Could you switch "thickest" to "widest" in the lines running from the one containing "Objective — one dot per instance of the lamp" through the end of the items, and return only those lines with everything else left as it is?
-- Start --
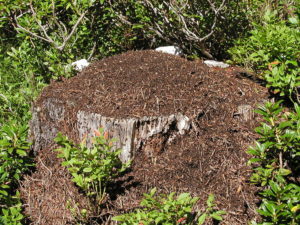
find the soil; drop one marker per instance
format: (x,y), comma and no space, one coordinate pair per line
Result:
(211,158)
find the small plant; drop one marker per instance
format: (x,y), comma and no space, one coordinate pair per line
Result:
(284,79)
(169,210)
(276,159)
(91,168)
(12,215)
(277,150)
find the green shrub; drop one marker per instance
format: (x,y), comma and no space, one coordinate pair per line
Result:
(276,157)
(267,43)
(284,79)
(14,162)
(91,168)
(169,210)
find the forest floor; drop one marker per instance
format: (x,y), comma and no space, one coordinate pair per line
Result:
(210,158)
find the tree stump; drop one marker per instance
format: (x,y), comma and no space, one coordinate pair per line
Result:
(144,99)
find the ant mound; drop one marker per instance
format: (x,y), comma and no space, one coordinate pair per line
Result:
(186,127)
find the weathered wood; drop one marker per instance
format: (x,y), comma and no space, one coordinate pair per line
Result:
(132,134)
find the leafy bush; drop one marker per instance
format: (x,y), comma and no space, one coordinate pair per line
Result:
(277,160)
(194,26)
(91,168)
(267,43)
(284,79)
(273,50)
(169,210)
(14,162)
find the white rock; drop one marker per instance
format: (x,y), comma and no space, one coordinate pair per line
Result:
(80,64)
(213,63)
(174,50)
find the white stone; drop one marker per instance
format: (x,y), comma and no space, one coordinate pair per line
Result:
(213,63)
(80,64)
(174,50)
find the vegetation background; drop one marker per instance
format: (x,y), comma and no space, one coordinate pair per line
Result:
(39,40)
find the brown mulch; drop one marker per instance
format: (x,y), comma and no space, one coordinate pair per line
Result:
(211,158)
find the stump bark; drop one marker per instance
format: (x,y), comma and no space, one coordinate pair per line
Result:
(131,134)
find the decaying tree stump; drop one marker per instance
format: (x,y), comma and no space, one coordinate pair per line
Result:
(131,134)
(144,99)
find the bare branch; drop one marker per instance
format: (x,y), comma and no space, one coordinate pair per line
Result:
(33,34)
(39,23)
(72,32)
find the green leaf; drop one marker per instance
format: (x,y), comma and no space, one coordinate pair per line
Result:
(88,169)
(202,218)
(216,217)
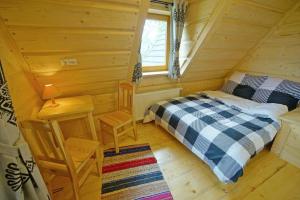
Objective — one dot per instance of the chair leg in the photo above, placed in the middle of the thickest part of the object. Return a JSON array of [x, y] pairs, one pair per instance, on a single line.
[[75, 188], [134, 130], [116, 140]]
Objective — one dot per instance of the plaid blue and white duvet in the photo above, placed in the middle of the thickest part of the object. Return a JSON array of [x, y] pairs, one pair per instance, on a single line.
[[221, 135]]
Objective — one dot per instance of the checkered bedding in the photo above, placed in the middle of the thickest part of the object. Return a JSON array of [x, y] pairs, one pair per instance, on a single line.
[[221, 135]]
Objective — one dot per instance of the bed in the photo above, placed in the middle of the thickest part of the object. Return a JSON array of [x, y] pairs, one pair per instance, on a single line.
[[223, 130]]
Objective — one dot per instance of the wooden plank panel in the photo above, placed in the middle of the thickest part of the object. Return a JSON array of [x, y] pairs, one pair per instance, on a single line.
[[199, 10], [250, 14], [22, 88], [64, 78], [38, 13], [196, 86], [219, 54], [205, 75], [52, 63], [105, 103], [192, 31], [95, 88], [48, 41]]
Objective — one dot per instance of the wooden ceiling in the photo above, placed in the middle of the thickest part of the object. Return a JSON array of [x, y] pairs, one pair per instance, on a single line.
[[234, 28]]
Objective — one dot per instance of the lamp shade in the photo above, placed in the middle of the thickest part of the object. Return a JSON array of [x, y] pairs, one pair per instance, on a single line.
[[50, 91]]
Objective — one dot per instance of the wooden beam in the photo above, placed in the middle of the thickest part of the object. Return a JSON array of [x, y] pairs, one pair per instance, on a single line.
[[268, 34], [208, 31]]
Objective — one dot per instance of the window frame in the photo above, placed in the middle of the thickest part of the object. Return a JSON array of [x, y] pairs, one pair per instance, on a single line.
[[160, 17]]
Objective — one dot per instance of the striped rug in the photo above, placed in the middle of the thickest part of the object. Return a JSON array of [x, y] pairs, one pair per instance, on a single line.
[[133, 173]]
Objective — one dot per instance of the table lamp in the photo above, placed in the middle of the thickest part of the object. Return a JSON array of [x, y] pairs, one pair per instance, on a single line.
[[50, 92]]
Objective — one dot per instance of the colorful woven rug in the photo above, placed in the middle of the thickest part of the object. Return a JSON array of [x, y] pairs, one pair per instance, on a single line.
[[133, 173]]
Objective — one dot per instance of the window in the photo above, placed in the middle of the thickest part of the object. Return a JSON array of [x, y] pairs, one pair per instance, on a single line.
[[155, 43]]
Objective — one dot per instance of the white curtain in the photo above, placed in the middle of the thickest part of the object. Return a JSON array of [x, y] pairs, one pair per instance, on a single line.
[[178, 13], [19, 177]]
-- End --
Exercise result:
Objective — one dot per instance of the lamp shade in the photo above, placed in the middle of the widest part of the object. Return a JSON array of [x, y] pairs, one pair per instance, on a single line.
[[50, 91]]
Objective — one dot per instance of the wooden beam in the photo above, placed in the middle of the widest part of the object. Return a JSON array of [x, y] pairs, one pair per instance, on a single line.
[[268, 34], [208, 31]]
Objective — one dot per instance of the window frame in the photo above, placed in the middle of the widest part of the object. Return a JSON array of [x, y] pairs, one pair per instance, on a single line.
[[160, 17]]
Objective — one dot per instance of the striped rug in the photo above, placed in the middle of the widest part of the object. Return a JSON array of [x, y] pairs, one pair per instance, on a single line.
[[133, 173]]
Objective — one dot per instance of the table lamp in the photo above, placed in the middle of the widest part of the object. Return a JSON array of [x, y] pairs, one pair per instance, on a single line.
[[50, 92]]
Objective — one dot per instance of the colorful woven rug in the photo above, placed in the middle of the widest part of the object. Return a JSON array of [x, y] pairs, one pair per instance, on a single line.
[[133, 173]]
Objective — one dot per instance of the window in the photo above, placed in the middle of the widest part of the object. Return a JSON array of [x, y] pairs, one pair per instance, on a single line.
[[155, 43]]
Objective — one dot per instance of the white curtain in the photo above, placed in the middle of the widest part of the object. Return a JSON array of [x, y] pairs, one pair per instance, on a single line.
[[178, 13], [19, 177]]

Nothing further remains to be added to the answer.